■ **OBJECTIVE A**
List each different krewe named in the float captions of the Mardi Gras post below, giving each krewe once.
■ **OBJECTIVE B**
Print the part of the Mardi Gras post that begins at the words "A boa served" and ends after the words "day of revelry.".

___ PASSAGE TO READ

Tuesday, February 17, 2015

Happy Mardi Gras!!!

Krewe of Muses - Saints Spin the Bottle 2015

Krewe of Okeanos - Skinz and Bonez

Krewe of Thoth - Hell Float

Krewe of Bacchus - Bacchagator

Krewe of Bacchus - Bacchawhoppa

Krewe of Orpheus - Smokey Mary

Krewe of Orpheus - Trojan Horse

Krewe of Orpheus - Leviathan

Krewe of Zulu

Krewe of Zulu

Krewe of Rex - The Boeuf Gras

A boa served as a weathervane on Lundi Gras evening (Feb. 16), its feathers flying sideways as local and visiting New Orleanians gathered to kick off Mardi Gras with the traditional Spanish Plaza ritual: the mayor handing over the key to the city to Rex, King of Carnival, for a day of revelry.
After a cloudy, warm day, the forecast called for cold rain any minute. Everyone just prayed it wouldn't turn as cold and wet as last Mardi Gras, when people's lips turned as blue as their wigs. As the Soul Rebels Brass Band played, "I Can't Go for That."

A flock of brown paper napkins skirled across the pavement but the daiquiris still flowed even though the fountains didn't -- management had to turn off the water jets after the wind started blowing them into people's faces, attendees said.

Still, "rain or shine, people want their daiquiris," said Fat Tuesday staffer Amber Arceneaux.
Also, many had come from places up north where a forecast of 45 degrees sounded downright balmy. "To know my friends are at home getting 12 inches of snow ..." gloated Amy Graf, from Louisville, Ky.

"For them, this is springtime," said Vernon Coy, her father's old friend. He said he'd attended every single Spanish Plaza Lundi Gras celebration and pooh-poohed the forecast -- then admitted bad weather might curtail his Mardi Gras plans. Usually he and his friends from Kentucky stand at St. Charles and Napoleon but if it rains, "we stay in my house and play cards."

Perhaps the river was choppy, but no one knew and it didn't matter: For the first time in more than a century, Rex was to arrive by rail. The Ya-Ya Sisters stood on a bench overlooking the train tracks, wands held aloft.

______
___ RECORD EXCERPTS

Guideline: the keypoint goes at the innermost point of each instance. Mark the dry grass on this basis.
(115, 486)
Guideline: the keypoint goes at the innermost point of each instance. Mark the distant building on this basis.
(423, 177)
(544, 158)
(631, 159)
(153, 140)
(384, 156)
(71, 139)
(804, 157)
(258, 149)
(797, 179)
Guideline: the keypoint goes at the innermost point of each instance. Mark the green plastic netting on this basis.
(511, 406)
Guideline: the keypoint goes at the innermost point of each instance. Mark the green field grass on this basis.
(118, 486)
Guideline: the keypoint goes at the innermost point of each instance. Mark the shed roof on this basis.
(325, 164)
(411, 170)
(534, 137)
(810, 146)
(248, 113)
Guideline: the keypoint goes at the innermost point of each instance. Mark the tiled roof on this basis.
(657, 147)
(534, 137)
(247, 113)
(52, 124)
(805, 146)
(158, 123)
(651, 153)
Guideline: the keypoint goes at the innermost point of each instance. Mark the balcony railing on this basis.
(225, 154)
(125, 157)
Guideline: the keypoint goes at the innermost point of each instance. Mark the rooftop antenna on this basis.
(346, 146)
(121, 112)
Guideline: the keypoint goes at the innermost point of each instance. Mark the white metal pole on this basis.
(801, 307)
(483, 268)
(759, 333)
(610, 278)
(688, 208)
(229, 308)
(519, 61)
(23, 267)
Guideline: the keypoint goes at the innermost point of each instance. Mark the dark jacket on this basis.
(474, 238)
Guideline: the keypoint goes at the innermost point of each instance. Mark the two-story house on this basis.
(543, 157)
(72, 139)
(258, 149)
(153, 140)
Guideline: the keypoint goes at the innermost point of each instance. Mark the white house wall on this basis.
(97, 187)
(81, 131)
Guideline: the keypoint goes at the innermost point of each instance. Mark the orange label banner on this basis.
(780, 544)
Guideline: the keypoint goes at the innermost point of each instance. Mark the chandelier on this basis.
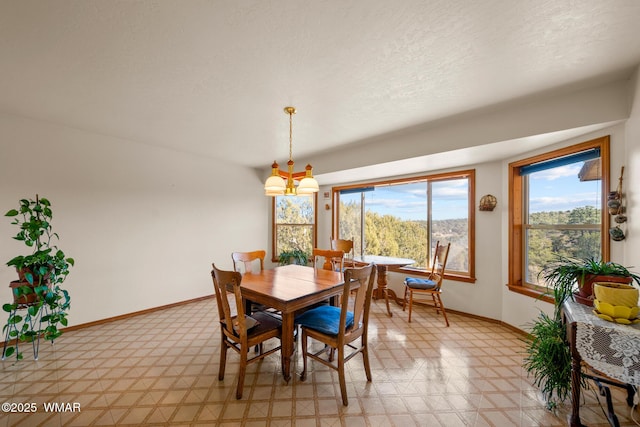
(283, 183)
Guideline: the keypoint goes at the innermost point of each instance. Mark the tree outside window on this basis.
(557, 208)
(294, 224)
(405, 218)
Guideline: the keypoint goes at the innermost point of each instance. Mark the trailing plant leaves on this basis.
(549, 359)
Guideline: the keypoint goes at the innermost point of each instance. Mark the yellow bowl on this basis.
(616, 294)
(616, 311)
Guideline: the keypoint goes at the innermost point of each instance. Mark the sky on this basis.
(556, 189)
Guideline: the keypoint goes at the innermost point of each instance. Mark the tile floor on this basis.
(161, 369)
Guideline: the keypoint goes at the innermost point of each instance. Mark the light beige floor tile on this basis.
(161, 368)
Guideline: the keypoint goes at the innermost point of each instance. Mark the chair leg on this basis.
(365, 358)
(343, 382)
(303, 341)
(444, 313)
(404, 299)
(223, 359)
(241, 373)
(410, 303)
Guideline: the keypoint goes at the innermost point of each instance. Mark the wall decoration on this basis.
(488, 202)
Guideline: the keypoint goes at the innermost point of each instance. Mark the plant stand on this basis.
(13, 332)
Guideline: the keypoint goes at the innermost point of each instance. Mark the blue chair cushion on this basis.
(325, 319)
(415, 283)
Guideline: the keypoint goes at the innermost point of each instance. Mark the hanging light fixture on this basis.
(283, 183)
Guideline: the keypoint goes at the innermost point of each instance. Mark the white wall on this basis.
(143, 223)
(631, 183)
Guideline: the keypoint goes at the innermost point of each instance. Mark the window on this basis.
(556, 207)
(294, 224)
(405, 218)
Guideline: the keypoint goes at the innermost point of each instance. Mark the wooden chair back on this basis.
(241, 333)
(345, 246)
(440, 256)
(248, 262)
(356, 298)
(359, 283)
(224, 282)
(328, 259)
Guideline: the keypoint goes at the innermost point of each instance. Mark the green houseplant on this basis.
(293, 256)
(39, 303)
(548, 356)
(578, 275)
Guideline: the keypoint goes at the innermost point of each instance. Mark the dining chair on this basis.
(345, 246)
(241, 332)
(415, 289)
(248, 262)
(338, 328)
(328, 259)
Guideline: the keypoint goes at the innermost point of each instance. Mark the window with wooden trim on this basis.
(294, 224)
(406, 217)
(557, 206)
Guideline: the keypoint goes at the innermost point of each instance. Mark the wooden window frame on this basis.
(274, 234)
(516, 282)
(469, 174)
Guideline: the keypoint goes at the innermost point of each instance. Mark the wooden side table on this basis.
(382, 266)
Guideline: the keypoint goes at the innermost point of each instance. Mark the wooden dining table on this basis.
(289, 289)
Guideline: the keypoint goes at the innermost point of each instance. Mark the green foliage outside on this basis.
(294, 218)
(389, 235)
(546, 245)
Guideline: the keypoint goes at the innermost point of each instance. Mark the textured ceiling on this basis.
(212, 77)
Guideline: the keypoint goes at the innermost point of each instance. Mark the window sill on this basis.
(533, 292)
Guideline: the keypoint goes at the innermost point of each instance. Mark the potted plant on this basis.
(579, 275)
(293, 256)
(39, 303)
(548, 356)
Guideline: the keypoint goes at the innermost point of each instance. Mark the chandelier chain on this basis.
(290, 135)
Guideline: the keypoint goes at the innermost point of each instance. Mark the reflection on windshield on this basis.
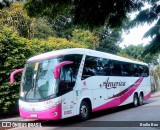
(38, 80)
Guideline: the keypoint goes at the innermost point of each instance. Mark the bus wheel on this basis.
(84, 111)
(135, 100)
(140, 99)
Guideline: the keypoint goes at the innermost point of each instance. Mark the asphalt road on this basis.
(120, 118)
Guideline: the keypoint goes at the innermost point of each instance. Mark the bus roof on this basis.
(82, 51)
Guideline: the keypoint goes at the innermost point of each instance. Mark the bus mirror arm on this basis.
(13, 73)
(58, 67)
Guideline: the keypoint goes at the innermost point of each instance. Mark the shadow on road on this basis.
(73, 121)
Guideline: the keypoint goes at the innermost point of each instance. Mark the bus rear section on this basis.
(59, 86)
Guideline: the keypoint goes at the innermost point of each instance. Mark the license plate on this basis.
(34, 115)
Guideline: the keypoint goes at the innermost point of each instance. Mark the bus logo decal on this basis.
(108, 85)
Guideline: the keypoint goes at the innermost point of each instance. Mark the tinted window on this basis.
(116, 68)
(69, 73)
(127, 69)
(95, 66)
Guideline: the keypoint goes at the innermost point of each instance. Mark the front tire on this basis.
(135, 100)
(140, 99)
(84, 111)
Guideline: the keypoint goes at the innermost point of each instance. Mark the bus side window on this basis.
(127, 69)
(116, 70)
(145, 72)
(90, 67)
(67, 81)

______
___ RECORD EXCERPTS

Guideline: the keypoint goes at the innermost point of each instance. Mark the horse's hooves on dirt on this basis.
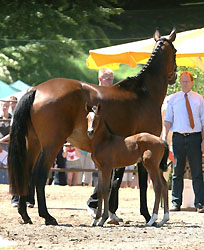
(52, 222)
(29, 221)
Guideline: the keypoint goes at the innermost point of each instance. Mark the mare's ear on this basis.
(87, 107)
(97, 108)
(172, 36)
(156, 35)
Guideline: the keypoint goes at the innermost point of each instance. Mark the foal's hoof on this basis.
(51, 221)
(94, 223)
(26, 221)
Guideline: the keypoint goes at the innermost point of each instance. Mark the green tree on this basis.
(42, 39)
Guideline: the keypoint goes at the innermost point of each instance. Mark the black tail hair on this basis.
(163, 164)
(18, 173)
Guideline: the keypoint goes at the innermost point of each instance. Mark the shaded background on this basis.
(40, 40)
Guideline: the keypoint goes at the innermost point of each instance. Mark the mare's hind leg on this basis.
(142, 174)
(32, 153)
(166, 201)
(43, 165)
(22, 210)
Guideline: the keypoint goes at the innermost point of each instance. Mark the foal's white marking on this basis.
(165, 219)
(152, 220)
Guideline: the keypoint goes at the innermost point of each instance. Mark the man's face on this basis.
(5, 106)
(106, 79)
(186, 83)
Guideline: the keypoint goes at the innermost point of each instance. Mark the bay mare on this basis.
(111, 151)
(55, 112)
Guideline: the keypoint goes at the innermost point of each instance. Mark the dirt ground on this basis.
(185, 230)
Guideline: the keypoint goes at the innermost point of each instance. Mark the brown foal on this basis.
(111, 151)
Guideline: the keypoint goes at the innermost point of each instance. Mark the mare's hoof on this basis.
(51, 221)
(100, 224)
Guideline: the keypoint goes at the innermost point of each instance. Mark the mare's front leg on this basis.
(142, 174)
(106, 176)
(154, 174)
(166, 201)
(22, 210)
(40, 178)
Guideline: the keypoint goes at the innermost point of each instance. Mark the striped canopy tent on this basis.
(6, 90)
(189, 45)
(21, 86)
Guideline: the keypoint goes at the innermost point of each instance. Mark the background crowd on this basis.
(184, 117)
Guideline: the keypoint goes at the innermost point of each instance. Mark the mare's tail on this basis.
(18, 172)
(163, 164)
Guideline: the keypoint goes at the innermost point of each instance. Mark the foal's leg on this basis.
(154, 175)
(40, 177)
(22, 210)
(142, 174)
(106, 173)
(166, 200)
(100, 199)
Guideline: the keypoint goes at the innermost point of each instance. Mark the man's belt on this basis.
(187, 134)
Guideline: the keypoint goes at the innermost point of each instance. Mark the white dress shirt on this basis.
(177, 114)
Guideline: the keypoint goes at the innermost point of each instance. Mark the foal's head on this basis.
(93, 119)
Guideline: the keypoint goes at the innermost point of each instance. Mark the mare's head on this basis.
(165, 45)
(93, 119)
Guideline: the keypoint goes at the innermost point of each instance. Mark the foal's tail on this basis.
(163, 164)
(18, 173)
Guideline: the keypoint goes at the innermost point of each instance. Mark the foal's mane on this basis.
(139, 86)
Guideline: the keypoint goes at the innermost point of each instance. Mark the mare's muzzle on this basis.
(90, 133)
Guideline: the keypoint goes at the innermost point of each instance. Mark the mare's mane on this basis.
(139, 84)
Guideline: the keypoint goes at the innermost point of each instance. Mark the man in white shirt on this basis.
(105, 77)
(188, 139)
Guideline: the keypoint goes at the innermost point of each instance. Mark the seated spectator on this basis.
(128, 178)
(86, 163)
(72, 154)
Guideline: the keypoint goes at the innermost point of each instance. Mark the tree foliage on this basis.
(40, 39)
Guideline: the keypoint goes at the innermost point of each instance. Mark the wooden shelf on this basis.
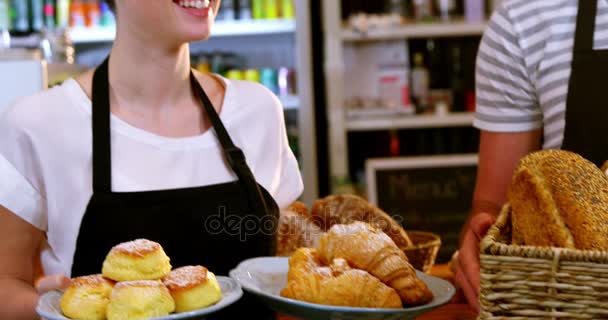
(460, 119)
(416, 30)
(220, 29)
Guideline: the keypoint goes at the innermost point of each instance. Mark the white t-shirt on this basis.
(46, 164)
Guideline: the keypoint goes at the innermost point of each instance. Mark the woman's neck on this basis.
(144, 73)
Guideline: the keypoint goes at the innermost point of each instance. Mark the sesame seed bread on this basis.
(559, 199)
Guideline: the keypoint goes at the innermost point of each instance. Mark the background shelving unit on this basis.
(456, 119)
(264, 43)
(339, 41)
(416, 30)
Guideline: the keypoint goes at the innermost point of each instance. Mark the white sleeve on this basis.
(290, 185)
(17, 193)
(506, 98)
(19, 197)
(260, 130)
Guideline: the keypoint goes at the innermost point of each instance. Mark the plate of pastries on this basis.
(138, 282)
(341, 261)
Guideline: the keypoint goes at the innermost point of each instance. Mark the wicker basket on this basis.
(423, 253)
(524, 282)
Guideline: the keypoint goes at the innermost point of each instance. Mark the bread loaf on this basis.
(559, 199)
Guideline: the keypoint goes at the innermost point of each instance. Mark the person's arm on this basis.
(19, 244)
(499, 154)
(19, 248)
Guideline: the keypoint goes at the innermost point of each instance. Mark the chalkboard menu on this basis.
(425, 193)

______
___ RECORD EXCERPTS

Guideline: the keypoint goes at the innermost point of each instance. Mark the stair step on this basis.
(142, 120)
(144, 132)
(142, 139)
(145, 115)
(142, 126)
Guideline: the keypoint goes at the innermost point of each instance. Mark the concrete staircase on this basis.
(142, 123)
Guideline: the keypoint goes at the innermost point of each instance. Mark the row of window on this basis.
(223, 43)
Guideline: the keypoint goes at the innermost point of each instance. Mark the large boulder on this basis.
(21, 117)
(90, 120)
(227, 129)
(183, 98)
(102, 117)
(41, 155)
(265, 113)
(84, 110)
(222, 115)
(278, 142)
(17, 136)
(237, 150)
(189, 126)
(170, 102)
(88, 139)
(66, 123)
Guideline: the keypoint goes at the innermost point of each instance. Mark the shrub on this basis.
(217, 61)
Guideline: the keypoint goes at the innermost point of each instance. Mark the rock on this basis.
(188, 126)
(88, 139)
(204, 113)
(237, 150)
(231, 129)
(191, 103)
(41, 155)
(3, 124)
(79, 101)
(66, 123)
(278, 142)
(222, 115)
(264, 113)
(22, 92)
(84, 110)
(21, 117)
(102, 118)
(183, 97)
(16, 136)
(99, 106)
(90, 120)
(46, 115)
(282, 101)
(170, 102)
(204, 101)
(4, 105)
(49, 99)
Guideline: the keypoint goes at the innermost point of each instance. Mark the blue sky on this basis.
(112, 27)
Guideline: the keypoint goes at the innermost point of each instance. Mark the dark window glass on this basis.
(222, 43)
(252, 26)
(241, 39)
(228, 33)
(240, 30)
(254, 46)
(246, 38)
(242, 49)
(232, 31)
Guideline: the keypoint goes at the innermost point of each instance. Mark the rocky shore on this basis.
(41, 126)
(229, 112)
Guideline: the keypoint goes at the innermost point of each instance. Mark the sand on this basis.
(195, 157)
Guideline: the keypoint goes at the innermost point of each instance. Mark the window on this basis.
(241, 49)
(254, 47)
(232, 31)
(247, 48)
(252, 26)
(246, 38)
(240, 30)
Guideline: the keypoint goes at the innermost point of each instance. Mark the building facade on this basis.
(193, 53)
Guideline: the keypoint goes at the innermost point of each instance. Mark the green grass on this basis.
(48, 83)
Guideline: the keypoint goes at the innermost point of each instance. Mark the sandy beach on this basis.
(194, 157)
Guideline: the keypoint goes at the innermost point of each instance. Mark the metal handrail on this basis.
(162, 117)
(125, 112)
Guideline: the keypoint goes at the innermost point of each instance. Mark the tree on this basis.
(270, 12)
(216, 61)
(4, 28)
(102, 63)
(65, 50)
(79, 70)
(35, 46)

______

■ **EXERCISE RESPONSE A**
Krewe of Muses
Krewe of Okeanos
Krewe of Thoth
Krewe of Bacchus
Krewe of Orpheus
Krewe of Zulu
Krewe of Rex

■ **EXERCISE RESPONSE B**
A boa served as a weathervane on Lundi Gras evening (Feb. 16), its feathers flying sideways as local and visiting New Orleanians gathered to kick off Mardi Gras with the traditional Spanish Plaza ritual: the mayor handing over the key to the city to Rex, King of Carnival, for a day of revelry.